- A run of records
(begin)

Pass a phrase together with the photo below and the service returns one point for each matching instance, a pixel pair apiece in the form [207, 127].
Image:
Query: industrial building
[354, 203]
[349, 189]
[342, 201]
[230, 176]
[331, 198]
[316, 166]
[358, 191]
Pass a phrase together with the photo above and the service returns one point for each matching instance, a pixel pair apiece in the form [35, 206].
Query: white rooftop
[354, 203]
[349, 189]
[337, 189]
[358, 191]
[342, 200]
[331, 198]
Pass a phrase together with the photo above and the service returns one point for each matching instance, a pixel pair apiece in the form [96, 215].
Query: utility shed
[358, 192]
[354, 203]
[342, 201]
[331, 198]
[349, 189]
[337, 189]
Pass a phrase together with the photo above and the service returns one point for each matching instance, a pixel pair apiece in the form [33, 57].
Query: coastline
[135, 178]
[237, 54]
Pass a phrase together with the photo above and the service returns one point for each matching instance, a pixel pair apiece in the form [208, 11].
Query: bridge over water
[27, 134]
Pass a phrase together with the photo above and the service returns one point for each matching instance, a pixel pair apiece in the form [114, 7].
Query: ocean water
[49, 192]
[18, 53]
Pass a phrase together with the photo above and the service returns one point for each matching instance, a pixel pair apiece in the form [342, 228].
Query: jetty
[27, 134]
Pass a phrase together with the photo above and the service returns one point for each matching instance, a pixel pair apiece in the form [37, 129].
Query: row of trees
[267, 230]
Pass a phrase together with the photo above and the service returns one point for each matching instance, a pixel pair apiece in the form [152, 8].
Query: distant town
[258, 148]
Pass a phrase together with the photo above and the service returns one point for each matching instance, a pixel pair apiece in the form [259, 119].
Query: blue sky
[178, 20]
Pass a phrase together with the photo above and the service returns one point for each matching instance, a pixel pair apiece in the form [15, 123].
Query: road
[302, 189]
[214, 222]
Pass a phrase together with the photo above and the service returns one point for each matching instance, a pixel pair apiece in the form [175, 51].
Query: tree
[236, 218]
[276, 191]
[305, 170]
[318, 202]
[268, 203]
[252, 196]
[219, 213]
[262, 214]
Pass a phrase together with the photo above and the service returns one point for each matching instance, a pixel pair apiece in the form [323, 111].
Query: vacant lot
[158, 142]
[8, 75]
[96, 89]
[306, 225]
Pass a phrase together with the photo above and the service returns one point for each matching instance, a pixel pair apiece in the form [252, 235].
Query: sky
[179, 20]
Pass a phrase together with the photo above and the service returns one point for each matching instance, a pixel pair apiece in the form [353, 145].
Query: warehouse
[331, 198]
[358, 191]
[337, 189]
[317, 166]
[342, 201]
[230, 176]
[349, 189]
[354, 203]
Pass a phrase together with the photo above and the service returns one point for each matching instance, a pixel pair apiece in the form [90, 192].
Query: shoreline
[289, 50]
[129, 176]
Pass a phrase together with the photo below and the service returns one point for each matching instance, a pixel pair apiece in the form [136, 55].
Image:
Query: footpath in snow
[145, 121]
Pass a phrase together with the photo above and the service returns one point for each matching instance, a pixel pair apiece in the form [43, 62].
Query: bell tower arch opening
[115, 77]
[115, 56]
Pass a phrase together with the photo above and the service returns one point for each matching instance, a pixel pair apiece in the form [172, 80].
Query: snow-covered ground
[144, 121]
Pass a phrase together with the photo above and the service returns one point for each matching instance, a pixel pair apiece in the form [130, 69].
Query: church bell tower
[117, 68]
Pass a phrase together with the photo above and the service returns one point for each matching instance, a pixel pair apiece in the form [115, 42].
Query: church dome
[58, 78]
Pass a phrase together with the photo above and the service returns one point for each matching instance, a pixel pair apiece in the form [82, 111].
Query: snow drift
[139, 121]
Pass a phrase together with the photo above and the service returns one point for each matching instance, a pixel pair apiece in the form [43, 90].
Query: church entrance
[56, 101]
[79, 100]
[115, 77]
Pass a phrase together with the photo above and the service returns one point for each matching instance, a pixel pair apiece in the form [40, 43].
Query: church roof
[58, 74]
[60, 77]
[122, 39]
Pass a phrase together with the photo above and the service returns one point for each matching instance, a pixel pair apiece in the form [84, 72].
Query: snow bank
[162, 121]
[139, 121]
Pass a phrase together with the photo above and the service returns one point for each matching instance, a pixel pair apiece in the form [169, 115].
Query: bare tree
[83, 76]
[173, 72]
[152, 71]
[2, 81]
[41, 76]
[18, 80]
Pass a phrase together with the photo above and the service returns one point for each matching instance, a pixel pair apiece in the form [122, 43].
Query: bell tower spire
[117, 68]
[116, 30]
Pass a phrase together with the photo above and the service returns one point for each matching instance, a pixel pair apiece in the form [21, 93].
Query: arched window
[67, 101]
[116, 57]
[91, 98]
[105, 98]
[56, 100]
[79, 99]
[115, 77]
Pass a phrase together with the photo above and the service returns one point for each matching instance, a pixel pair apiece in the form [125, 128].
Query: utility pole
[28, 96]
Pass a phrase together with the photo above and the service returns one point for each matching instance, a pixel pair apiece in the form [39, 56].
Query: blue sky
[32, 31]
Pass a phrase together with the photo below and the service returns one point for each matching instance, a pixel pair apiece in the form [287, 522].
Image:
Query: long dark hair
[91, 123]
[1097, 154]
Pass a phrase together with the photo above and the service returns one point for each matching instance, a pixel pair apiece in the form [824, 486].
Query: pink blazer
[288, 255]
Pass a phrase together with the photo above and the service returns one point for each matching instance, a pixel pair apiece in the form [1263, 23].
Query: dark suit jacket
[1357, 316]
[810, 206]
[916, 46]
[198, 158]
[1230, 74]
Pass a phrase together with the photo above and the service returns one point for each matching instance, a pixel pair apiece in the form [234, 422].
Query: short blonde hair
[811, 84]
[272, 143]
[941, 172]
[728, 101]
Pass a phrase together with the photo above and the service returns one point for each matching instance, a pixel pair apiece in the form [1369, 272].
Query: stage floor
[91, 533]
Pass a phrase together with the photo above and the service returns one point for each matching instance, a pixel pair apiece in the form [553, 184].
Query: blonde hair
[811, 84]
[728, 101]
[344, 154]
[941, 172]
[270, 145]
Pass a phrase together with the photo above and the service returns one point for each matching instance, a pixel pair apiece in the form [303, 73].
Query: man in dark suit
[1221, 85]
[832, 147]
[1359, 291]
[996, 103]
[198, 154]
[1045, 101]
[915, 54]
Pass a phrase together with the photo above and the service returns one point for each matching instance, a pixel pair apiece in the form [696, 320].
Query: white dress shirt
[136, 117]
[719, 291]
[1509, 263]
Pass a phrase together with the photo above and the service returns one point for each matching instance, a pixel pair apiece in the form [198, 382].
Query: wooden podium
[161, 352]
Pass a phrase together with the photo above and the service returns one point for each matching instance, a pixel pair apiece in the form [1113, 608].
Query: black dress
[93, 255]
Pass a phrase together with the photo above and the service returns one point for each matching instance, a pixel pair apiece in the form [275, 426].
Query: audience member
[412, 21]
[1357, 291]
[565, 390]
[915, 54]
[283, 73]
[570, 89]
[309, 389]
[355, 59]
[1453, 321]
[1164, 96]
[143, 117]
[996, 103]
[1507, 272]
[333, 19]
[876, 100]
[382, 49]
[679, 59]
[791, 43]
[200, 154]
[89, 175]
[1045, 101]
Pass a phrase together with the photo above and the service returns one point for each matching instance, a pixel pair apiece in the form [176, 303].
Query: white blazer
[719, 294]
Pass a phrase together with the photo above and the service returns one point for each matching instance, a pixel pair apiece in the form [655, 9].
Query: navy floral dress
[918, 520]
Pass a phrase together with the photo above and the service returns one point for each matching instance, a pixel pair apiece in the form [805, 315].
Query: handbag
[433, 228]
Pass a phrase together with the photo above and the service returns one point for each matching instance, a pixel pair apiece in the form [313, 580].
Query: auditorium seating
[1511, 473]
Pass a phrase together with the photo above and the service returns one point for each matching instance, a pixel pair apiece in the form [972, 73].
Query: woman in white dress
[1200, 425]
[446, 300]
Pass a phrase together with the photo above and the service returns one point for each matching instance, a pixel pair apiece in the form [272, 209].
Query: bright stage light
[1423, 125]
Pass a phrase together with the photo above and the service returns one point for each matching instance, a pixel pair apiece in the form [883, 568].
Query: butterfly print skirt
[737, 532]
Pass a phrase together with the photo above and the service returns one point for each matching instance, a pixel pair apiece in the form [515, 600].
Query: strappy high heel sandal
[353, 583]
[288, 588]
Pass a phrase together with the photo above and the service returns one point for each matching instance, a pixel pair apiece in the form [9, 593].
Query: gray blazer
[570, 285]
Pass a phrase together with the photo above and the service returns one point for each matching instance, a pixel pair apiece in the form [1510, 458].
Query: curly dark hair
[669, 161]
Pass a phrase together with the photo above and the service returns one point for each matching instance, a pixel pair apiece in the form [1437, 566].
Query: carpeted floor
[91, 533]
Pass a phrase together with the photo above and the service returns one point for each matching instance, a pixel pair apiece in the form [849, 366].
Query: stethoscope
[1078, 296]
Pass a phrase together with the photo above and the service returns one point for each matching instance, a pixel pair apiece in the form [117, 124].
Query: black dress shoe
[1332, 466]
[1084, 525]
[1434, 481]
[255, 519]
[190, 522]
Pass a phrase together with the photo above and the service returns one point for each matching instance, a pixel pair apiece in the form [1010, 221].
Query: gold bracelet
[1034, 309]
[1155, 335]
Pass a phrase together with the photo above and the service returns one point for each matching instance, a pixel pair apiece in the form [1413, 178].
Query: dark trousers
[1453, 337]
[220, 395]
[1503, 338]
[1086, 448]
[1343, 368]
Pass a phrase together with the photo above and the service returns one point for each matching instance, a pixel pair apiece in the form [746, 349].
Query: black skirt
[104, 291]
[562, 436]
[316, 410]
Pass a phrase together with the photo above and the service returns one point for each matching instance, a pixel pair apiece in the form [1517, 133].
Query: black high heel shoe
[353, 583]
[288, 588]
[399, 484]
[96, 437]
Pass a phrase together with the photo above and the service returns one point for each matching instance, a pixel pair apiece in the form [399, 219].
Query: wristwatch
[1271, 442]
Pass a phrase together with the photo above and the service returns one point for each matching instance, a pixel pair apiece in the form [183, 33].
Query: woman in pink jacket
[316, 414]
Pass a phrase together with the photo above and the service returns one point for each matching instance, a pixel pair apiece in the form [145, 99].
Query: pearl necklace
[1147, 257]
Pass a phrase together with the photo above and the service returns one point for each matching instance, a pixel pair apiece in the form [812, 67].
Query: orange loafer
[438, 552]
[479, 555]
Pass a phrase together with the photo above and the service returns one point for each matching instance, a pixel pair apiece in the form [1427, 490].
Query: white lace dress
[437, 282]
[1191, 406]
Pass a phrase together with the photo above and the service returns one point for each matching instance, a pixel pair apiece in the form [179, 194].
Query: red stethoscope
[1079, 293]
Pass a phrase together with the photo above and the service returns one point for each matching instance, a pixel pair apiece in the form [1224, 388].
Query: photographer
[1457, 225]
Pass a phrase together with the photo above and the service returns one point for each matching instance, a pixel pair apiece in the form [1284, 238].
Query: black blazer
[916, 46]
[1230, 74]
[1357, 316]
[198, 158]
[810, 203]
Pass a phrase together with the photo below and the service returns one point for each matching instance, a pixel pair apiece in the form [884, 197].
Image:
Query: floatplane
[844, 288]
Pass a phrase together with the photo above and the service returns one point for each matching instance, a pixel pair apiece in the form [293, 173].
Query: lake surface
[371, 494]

(end)

- WHAT TO WORK ON
Copy exactly the lines from the one containing "form [183, 33]." through the last line of the records, both included, and nothing else.

- SOLUTION TO THE PROBLEM
Pass a phrase together with the photo above and the service returns one point for each matching instance, a pixel pair apiece in the form [183, 33].
Query: woman in pink jacket
[316, 414]
Pass a phrase together with the photo above and the service returns one point for each matching instance, a pixel pair apiece in the form [145, 99].
Query: pearl necklace
[1147, 257]
Pass a phrase together with the photo above and the service returns one point for each matching instance, a pixel pair apiece in the form [812, 67].
Query: orange loafer
[438, 552]
[479, 555]
Pass a phrase together with the photo above and the service returns one point for each matching instance, a pixel pair apiece in the form [1427, 490].
Query: white lace dress
[437, 282]
[1191, 406]
Pass a phrase together with the photo above and the service returns one point for each matching instance, a pixel pair apiece in the form [179, 194].
Query: red stethoscope
[1079, 293]
Pass a phrase together with the photo above and the service returns one point for each matching instance, a pixel pair apiece in the form [1224, 388].
Query: photographer
[1457, 225]
Pass a phrase together with the photo above and the service returns one point for each matching instance, a pixel pair apiece in the form [1284, 238].
Query: black blazer
[916, 46]
[1230, 74]
[1357, 316]
[198, 158]
[810, 203]
Pass a phrase together with the photo below and the service returns one point for each matching instance, a pixel pair apiece in the form [884, 197].
Image:
Query: floatplane
[844, 288]
Pass a phrase together with the photo above and the service returns one point for each matching instance, a pixel pair apiece in the form [293, 173].
Query: lake surface
[371, 494]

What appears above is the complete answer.